## Ketentuan Latihan
1) Jawablah pertanyaan berikut berdasarkan teks kutipan tentang RPA TKI.
(a) Berapa usia bayi Gillian Rashed?
(b) Kapan RPA TKI berdiri?
(c) Berapa bayi yang telah diadopsi orang tua asuh?
2) Tuliskan lanjutan kisah tentang RPA TKI, dimulai setelah kalimat terakhirnya.

## Teks Kutipan
┏━━

Senin, 29 November 2010

Kisah dari RPA TKI


Kisah Pilu Anak 'Haram' TKW
Ahmad Fadli/ Era Baru News Senin, 06 September 2010


rpatkiPengelola RPA TKI, Yudhi, bersama anak-anak TKW yang dititipkan.(Foto : Ahmad Fadli/ Era Baru)

 Jakarta - Gillian Rashed tersenyum lebar. Sambil tengkurap, sesekali bayi berusia tujuh bulan itu menggerak-gerakkan tangan dan kaki, seakan sedang belajar berenang.
Kulit Gillian putih mulus, mata bulat, dan hidung mancung khas Timur Tengah. Cakep dan lucu. Siapa sangka bayi yang akrab dipanggil Gilang itu ternyata tidak dikehendaki ibunya, seorang Tenaga Kerja Indonesia  Wanita  (TKW) di Qatar.

Ketika mendarat di Bandara Soekarno Hatta sepulang dari Qatar, sang ibu langsung menitipkan Gilang ke rumah penitipan anak (RPA) TKI secara diam-diam.
 "Sudah hampir dua bulan Gilang di sini, sudah seperti anak saya sendiri," kata Yudhi pengelola RPA tersebut sambil merengkuh dan menciumi bayi itu. 

Gilang adalah salah satu penghuni RPA TKI. Dia di situ bersama tiga bayi lain. Mereka adalah Najia Nurfatilah Sohar, 14 bulan; Rizki Ardiansyah, 13 bulan; dan Sanan 24 hari.
Sejak berdiri pada Februari 2009, RPA TKI, sebuah lembaga independen telah menyelamatkan sepuluh bayi hasil hubungan gelap TKI. 

Menurut Yudhi, salah satu pengelola RPA TKI, selain empat yang masih di penampungan, dua bayi telah diadopsi orang tua asuh, dan empat lainnya diambil kembali oleh ibunya.
Semua bayi penghuni RPA merupakan anak hasil hubungan gelap atau buah perkosaan terhadap ibunya di luar negeri. Ibu bayi-bayi tak berdosa yang bekerja sebagai pendulang devisa itu kadang terlalu malu membawa pulang bayinya.

┗━━

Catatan
┏━━

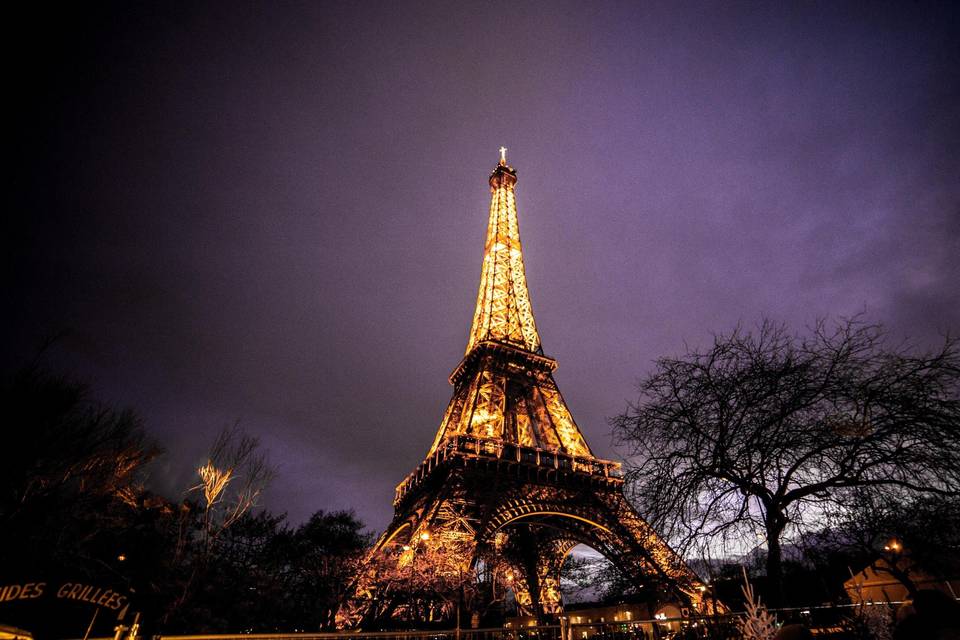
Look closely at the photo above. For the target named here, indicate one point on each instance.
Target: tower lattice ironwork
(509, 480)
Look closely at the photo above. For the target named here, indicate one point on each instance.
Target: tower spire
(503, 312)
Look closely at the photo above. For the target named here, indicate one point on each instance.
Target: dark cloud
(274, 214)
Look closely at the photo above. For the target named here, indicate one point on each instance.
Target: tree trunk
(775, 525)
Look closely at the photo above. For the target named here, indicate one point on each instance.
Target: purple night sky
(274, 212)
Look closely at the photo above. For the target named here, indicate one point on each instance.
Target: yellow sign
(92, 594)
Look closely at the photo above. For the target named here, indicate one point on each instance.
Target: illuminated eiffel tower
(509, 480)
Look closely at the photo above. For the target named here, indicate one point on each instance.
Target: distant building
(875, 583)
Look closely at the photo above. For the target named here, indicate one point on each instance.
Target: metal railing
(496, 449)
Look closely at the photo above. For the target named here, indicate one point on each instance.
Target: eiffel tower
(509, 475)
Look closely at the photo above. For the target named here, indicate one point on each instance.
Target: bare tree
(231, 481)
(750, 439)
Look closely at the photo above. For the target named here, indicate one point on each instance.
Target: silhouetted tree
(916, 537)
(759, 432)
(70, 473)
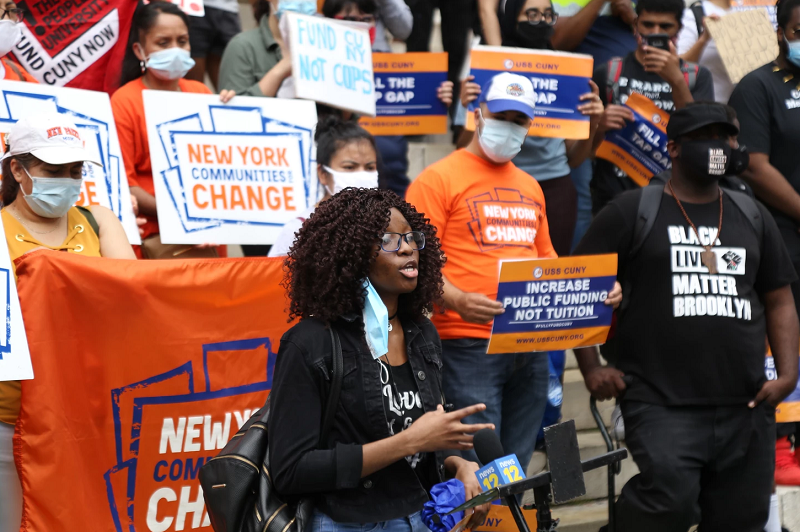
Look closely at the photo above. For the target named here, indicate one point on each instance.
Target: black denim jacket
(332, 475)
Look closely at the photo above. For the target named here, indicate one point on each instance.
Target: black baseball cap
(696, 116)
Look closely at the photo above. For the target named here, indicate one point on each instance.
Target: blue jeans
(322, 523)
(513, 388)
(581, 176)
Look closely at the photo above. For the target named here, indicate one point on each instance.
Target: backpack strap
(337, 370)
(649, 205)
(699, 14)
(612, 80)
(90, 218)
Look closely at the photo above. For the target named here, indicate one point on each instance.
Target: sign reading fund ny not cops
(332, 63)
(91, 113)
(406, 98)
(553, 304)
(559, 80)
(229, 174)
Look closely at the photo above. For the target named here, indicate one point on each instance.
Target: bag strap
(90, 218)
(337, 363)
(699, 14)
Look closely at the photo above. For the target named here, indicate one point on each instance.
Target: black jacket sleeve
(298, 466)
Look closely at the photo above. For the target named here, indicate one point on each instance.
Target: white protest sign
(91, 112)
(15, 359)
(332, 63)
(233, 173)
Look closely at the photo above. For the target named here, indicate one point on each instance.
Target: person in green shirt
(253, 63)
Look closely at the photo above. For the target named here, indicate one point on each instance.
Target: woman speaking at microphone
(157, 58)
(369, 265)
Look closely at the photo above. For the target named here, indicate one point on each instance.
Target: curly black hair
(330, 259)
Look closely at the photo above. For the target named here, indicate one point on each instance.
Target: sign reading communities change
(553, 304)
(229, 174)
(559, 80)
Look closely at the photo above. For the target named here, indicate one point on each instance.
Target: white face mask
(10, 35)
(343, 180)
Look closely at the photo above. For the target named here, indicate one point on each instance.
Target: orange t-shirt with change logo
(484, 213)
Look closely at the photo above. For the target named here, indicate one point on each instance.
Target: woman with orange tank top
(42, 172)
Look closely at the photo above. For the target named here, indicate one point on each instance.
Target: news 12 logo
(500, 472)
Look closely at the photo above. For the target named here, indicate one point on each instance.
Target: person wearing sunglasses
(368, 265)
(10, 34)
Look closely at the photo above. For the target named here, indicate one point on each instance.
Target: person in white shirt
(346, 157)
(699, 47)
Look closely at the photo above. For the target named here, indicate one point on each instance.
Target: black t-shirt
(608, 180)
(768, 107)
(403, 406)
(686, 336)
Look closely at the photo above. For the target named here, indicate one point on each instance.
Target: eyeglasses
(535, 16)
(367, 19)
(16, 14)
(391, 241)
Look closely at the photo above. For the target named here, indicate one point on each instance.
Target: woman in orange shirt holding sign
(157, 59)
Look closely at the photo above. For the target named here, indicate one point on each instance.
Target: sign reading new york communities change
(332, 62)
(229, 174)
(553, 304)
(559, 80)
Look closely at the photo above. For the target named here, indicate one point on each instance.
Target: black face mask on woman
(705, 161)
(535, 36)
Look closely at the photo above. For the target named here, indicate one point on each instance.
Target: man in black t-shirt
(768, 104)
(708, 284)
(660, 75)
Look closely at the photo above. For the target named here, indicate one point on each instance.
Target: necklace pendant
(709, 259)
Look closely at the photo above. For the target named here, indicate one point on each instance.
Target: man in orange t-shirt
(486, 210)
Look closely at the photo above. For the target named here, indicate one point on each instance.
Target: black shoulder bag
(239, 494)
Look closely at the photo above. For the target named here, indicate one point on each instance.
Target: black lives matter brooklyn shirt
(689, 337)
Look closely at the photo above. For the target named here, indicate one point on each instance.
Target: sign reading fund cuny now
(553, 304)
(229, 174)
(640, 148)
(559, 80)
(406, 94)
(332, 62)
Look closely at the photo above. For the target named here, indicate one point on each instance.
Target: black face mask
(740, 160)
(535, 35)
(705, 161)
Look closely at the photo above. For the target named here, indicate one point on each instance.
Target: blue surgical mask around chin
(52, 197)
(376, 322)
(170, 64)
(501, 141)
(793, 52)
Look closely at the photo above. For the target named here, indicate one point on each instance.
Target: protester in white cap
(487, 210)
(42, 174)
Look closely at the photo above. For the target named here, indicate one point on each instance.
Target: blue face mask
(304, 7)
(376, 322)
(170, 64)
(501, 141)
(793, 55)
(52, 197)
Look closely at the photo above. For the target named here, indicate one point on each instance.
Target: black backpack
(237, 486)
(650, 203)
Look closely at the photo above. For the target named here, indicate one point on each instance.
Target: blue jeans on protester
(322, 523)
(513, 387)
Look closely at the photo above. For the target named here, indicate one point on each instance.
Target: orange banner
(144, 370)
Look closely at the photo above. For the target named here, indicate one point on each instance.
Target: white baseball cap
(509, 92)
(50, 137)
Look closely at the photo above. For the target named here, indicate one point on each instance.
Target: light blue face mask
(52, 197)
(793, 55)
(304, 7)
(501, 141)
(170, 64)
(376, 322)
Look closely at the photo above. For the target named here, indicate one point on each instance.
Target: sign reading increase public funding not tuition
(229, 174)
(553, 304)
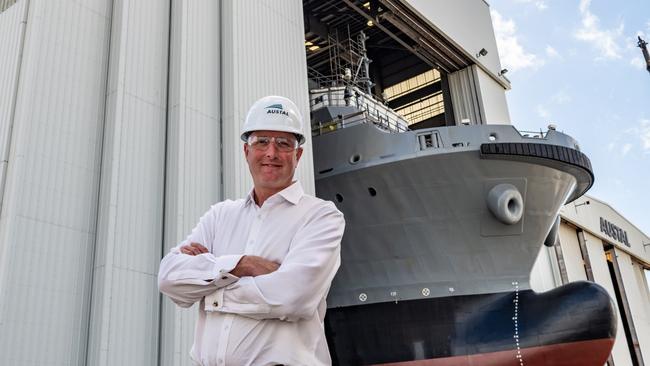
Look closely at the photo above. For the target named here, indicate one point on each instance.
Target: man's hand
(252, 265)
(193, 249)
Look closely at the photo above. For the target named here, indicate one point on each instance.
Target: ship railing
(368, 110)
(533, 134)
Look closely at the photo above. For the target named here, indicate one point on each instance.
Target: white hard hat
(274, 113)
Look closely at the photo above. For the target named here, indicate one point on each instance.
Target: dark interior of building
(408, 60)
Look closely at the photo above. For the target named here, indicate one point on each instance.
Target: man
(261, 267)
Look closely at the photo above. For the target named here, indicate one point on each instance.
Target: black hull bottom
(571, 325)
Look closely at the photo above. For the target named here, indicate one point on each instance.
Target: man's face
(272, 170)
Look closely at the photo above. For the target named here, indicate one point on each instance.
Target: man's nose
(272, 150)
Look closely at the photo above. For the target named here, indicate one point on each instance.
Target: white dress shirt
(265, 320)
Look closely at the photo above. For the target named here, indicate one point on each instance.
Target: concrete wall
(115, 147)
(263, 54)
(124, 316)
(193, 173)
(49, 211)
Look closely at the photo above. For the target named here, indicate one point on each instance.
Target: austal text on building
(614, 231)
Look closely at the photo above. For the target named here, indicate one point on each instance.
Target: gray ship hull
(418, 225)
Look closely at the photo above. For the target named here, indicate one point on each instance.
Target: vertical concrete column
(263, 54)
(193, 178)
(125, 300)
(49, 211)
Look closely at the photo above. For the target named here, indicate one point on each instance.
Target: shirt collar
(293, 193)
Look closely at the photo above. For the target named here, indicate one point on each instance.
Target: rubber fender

┗━━

## Jawaban Latihan
1)
(a) Tujuh bulan.
(b) Februari 2009.
(c) Dua bayi.

2)
Karena itu, tak sedikit tenaga kerja wanita (TKW) yang lebih memilih menelantarkan atau membuang bayi-bayi itu di toilet sesaat setelah mendarat di terminal 4 Bandara Soekarno-Hatta. "(Kejadian) itu sebelum RPA TKI ini berdiri," tutur Yudi.

RPA TKI sendiri terletak di perkampungan padat penduduk di belakang kompleks Bandara Soekarno-Hatta, Jalan Adi Sucipto, Tangerang, Banten.
Karena biaya terbatas, pria 29 tahun itu hanya mampu menyewa sebuah rumah di gang sempit berjarak sekitar 500 meter dari runway Terminal I Bandara Soekarno-Hatta.
Tentu saja suara bising pesawat selalu terdengar hampir setiap menit. Menurut alumnus IAIN Serang itu, bayi-bayi penghuni RPA tersebut mempunya kisah pilu.
"Kisah Gilang paling menyentuh," katanya. 

Ibu Gilang, sebut saja namanya Lily, semula bekerja sebagai pembantu di peternakan onta di Qatar. Pekerjaan keras dan kerap berhari-hari di padang pasir menggembala ratusan onta membuat Lily tidak betah.
Meski tak memegang secuil dokumen, dia nekat melarikan diri dari majikan.
Dalam pelariannya, Lily ditolong seorang pekerja asing asal Syria bernama Aziz. Setelah beberapa lama tinggal bersama, timbul lah rasa suka sama suka dan terjadilah hubungan gelap. 

Namun, malang bagi Lily, dia tertangkap petugas imigrasi dan ditahan hampir 14 bulan di penjara. "Ketika berada di penjara, dia (Lily, Red) baru sadar telah hamil," ungkap Yudhi.
Gilang lahir di balik jeruji besi tanpa sepengetahuan ayah kandungnya. Bayi berkulit putih itu dibawa pulang ke Indonesia dalam usia empat bulan. Aziz juga tak pernah tahu bahwa dia sebetulnya telah menjadi ayah.

Ketika mendarat di Indonesia, Lily tak berani membawa Gilang ke kampung halamannya, Sukabumi. Sebab, dia punya suami dan tiga anak. Gilang nyaris ditelantarkan di bandara sebelum diselamatkan oleh Yudhi dan dibawa ke RPA pada 24 Februari 2010 lalu.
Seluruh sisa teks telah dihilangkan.